— Texte fourni —
+ + +
13 Mme Gurniak a intenté une action en Colombie-Britannique en vertu de la Family Compensation Act, R.S.B.C. 1979, ch. 120 (maintenant R.S.B.C. 1996, ch. 126), en son propre nom ainsi qu’au nom de ses deux enfants en qualité de tutrice à l’instance. Dans cette action, Mme Gurniak a réclamé des dommages-intérêts pour les pertes résultant de la mort de son conjoint de fait.

14 Les appelants ont sollicité un jugement déclaratoire portant que les indemnités (« benefits » dans la version anglaise de la Loi québécoise) versées aux intimées par la SAAQ constituaient des [traduction] « prestations » au sens de l’art. 25 de l’Insurance (Motor Vehicle) Act de la Colombie‑Britannique et devaient être déduites de tous dommages-intérêts accordés en vertu de la Family Compensation Act.

15 Au procès, le juge Bauman de la Cour suprême de la Colombie‑Britannique a estimé que l’indemnité de décès et l’indemnité pour frais funéraires versées à Mme Gurniak constituaient effectivement des [traduction] « prestations » au sens du par. 25(1) de l’Insurance (Motor Vehicle) Act, puisqu’elles étaient de nature similaire à celles prévues à la partie 6 de l’Insurance Act de la Colombie-Britannique. Il a cependant conclu que les sommes versées aux enfants n’étaient pas similaires aux prestations payables en vertu de la partie 6 de l’Insurance Act de la Colombie‑Britannique et n’étaient donc pas des [traduction] « prestations » au sens du par. 25(1) de l’Insurance (Motor Vehicle) Act.

16 Les parties ont par la suite réglé leur différend, sauf pour la question de la réduction de l’obligation pour tenir compte des indemnités versées par la SAAQ. Pour trancher la question de la déductibilité, elles ont convenu de considérer ce règlement comme un jugement. Les parties ont demandé au juge Bauman de décider si le montant des indemnités payées par la SAAQ devait être soustrait soit de l’ensemble de la somme versée en règlement, soit d’une partie de celle-ci. Le juge Bauman a rejeté la demande, s’appuyant sur le raisonnement suivi par la Cour d’appel de la Colombie-Britannique dans les arrêts Jang c. Jang (1991), 54 B.C.L.R. (2d) 121, et Buksh c. Franco (1997), 54 B.C.L.R. (3d) 288.

17 Les appelants ont porté les deux décisions en appel, mais ils ont été déboutés.
+ + +
— Données fournies —
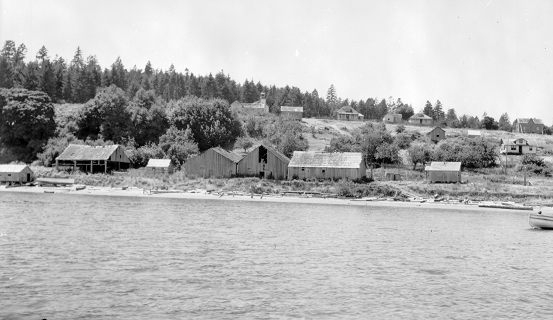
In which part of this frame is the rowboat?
[528,213,553,229]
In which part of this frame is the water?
[0,193,553,319]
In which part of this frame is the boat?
[528,212,553,229]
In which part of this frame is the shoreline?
[0,186,553,215]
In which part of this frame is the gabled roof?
[288,151,363,168]
[424,162,461,171]
[0,164,27,173]
[146,159,171,168]
[210,147,243,163]
[56,144,119,160]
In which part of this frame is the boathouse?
[238,144,290,180]
[424,162,461,183]
[0,164,35,183]
[288,151,367,180]
[184,147,242,178]
[146,159,175,173]
[56,144,131,173]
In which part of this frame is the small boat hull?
[528,213,553,229]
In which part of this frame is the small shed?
[426,127,446,143]
[184,147,242,178]
[288,151,367,180]
[424,162,461,182]
[0,164,35,183]
[237,144,290,180]
[146,159,175,173]
[280,106,303,120]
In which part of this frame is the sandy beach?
[0,186,553,214]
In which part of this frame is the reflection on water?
[0,193,553,319]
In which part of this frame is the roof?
[0,164,27,172]
[56,144,119,160]
[210,147,243,163]
[424,162,461,171]
[280,106,303,112]
[146,159,171,168]
[288,151,363,168]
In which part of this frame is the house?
[382,113,402,123]
[0,164,35,183]
[409,113,432,126]
[146,159,175,173]
[426,127,446,143]
[424,162,461,182]
[513,118,543,134]
[499,138,538,154]
[237,144,290,180]
[288,151,367,180]
[336,106,364,121]
[230,92,269,113]
[280,106,303,120]
[184,147,242,178]
[56,144,131,173]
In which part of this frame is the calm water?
[0,193,553,319]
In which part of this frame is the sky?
[0,0,553,125]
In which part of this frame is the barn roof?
[146,159,171,168]
[424,162,461,171]
[56,144,119,160]
[288,151,363,168]
[0,164,27,172]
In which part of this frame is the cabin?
[237,144,290,180]
[336,106,364,121]
[184,147,242,178]
[424,162,461,183]
[280,106,303,120]
[426,127,446,143]
[382,113,402,123]
[288,151,367,180]
[56,144,131,173]
[513,118,543,134]
[230,92,269,113]
[146,159,175,173]
[499,138,538,155]
[0,164,35,183]
[409,113,432,126]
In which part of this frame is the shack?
[288,151,367,180]
[56,144,131,173]
[184,147,242,178]
[424,162,461,183]
[238,144,290,180]
[0,164,35,183]
[146,159,175,173]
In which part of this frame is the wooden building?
[336,106,364,121]
[382,113,402,123]
[513,118,543,134]
[0,164,35,183]
[288,151,367,180]
[409,113,432,126]
[238,144,290,180]
[424,162,461,182]
[184,147,242,178]
[280,106,303,120]
[56,144,130,173]
[499,138,538,155]
[426,127,446,143]
[146,159,175,173]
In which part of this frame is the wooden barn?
[146,159,175,173]
[238,144,290,180]
[184,147,242,178]
[56,144,131,173]
[424,162,461,182]
[288,151,367,180]
[0,164,35,183]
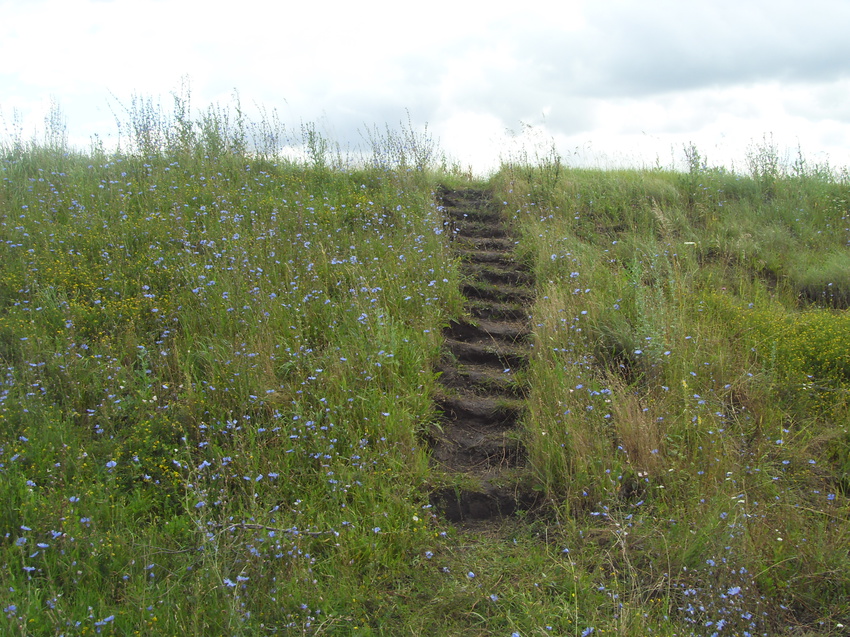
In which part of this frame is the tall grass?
[0,95,850,635]
[494,147,850,634]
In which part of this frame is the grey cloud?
[526,1,850,97]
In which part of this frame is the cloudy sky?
[0,0,850,172]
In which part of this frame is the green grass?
[0,97,850,635]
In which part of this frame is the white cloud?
[0,0,850,171]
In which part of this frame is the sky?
[0,0,850,174]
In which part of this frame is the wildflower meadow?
[0,98,850,636]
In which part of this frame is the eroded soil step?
[455,235,516,252]
[461,261,534,289]
[461,281,534,305]
[467,299,528,321]
[443,320,531,343]
[431,483,538,524]
[431,427,525,470]
[437,364,526,399]
[428,188,536,530]
[445,339,528,369]
[455,247,525,270]
[455,218,508,239]
[435,392,525,431]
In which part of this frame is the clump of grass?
[496,151,850,634]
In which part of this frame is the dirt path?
[431,189,534,525]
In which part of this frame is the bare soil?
[429,189,536,526]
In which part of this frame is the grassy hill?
[0,107,850,635]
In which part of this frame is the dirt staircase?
[430,189,535,525]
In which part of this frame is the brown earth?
[429,188,536,525]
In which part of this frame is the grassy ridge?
[497,153,850,634]
[0,107,850,635]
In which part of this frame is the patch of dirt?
[428,188,536,528]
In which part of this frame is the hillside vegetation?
[0,105,850,636]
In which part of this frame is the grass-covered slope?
[497,155,850,634]
[0,107,850,635]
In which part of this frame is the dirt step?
[443,320,531,343]
[437,364,525,399]
[428,188,536,529]
[455,219,508,239]
[435,392,524,430]
[461,281,534,305]
[455,235,516,252]
[431,483,537,524]
[455,247,525,270]
[461,261,534,291]
[467,299,528,321]
[431,427,525,470]
[445,339,528,369]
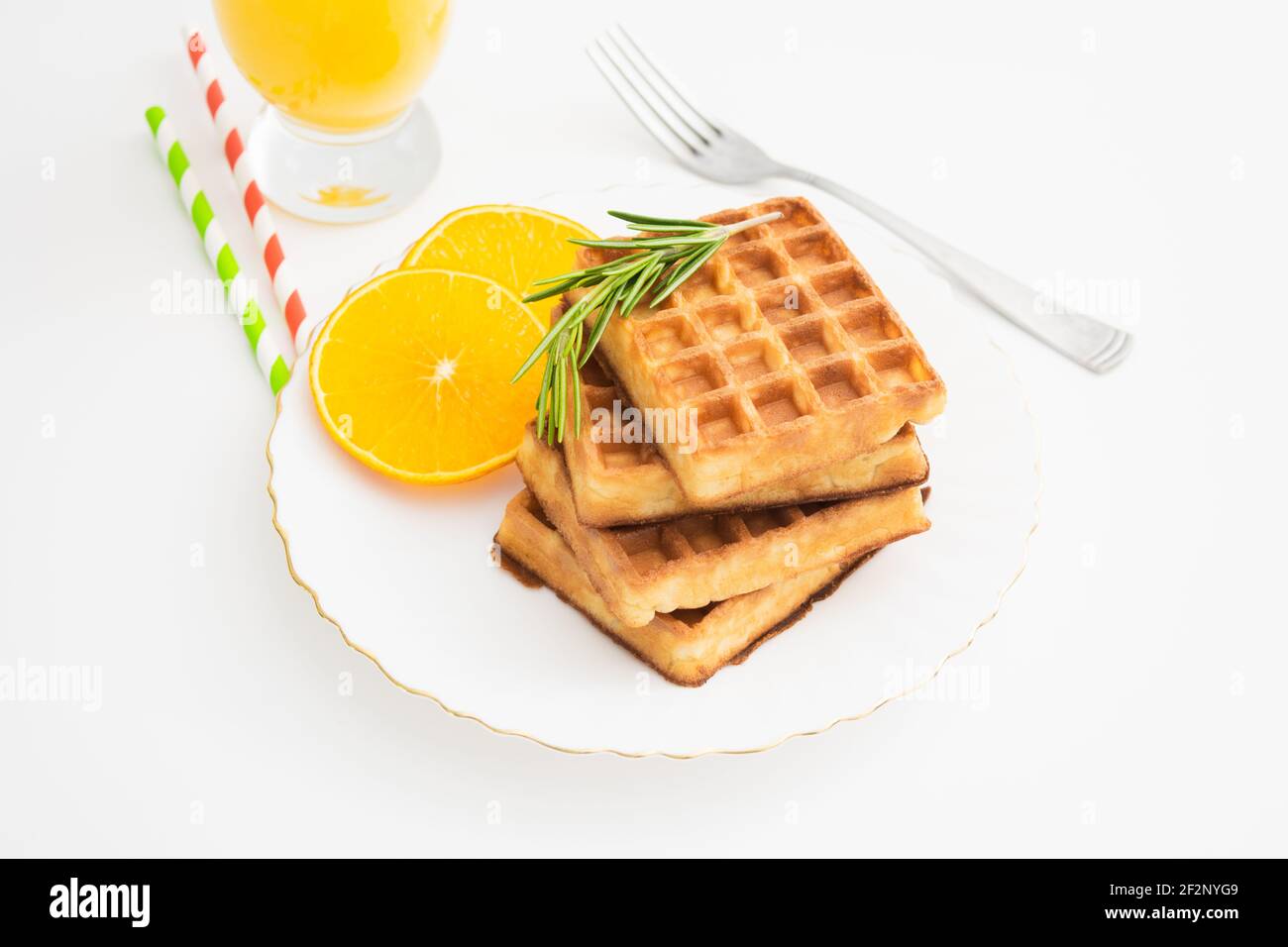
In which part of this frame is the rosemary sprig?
[510,210,782,445]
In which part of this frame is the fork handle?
[780,164,1132,373]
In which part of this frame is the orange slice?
[309,269,545,483]
[403,204,595,325]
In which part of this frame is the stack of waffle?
[497,197,945,685]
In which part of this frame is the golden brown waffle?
[564,359,930,527]
[518,424,930,627]
[496,489,867,686]
[570,197,945,502]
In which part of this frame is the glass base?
[246,100,442,223]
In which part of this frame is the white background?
[0,0,1288,856]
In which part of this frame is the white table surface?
[0,0,1288,856]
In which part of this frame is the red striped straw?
[184,27,312,352]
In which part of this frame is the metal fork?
[587,25,1132,372]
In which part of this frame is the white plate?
[268,184,1038,756]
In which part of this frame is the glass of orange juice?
[214,0,450,223]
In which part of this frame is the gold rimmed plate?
[268,184,1039,758]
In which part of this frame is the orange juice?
[214,0,448,134]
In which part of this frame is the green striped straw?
[145,106,291,394]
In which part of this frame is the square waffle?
[564,359,930,527]
[568,197,945,502]
[496,489,871,686]
[516,424,930,627]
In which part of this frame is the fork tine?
[587,39,698,161]
[617,23,724,136]
[602,30,711,147]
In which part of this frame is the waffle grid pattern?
[583,197,943,493]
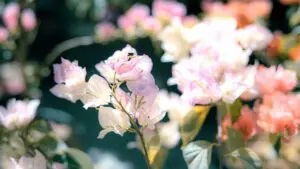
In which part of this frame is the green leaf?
[180,106,210,146]
[183,141,213,169]
[226,128,245,152]
[230,148,262,169]
[66,148,94,169]
[27,120,51,144]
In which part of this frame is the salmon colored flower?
[125,4,150,23]
[0,99,40,130]
[202,0,272,27]
[233,106,257,140]
[256,66,297,94]
[288,45,300,61]
[254,93,298,139]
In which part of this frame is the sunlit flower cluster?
[51,46,165,138]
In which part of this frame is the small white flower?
[0,99,40,130]
[158,122,180,148]
[81,75,111,109]
[98,106,131,138]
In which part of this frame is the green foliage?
[66,148,94,169]
[227,148,262,169]
[183,141,213,169]
[180,106,210,146]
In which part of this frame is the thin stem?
[217,104,223,169]
[112,90,151,169]
[45,36,95,65]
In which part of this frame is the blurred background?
[0,0,298,169]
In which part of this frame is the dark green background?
[5,0,289,169]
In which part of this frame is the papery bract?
[158,122,180,148]
[158,90,193,124]
[50,58,86,102]
[98,45,152,81]
[0,62,26,95]
[256,66,297,94]
[21,9,37,32]
[53,58,86,86]
[0,99,40,130]
[126,74,158,96]
[98,106,131,138]
[233,106,257,140]
[81,75,111,109]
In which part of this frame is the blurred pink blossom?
+ + +
— Consigne —
Recopiez le passage du texte fourni qui débute aux mots "15 Au procès, le" et s'arrête après "(Motor Vehicle) Act.", en substituant "l’allocation de décès" à "l’indemnité de décès".

— Résultat attendu —
15 Au procès, le juge Bauman de la Cour suprême de la Colombie‑Britannique a estimé que l’allocation de décès et l’indemnité pour frais funéraires versées à Mme Gurniak constituaient effectivement des [traduction] « prestations » au sens du par. 25(1) de l’Insurance (Motor Vehicle) Act, puisqu’elles étaient de nature similaire à celles prévues à la partie 6 de l’Insurance Act de la Colombie-Britannique. Il a cependant conclu que les sommes versées aux enfants n’étaient pas similaires aux prestations payables en vertu de la partie 6 de l’Insurance Act de la Colombie‑Britannique et n’étaient donc pas des [traduction] « prestations » au sens du par. 25(1) de l’Insurance (Motor Vehicle) Act.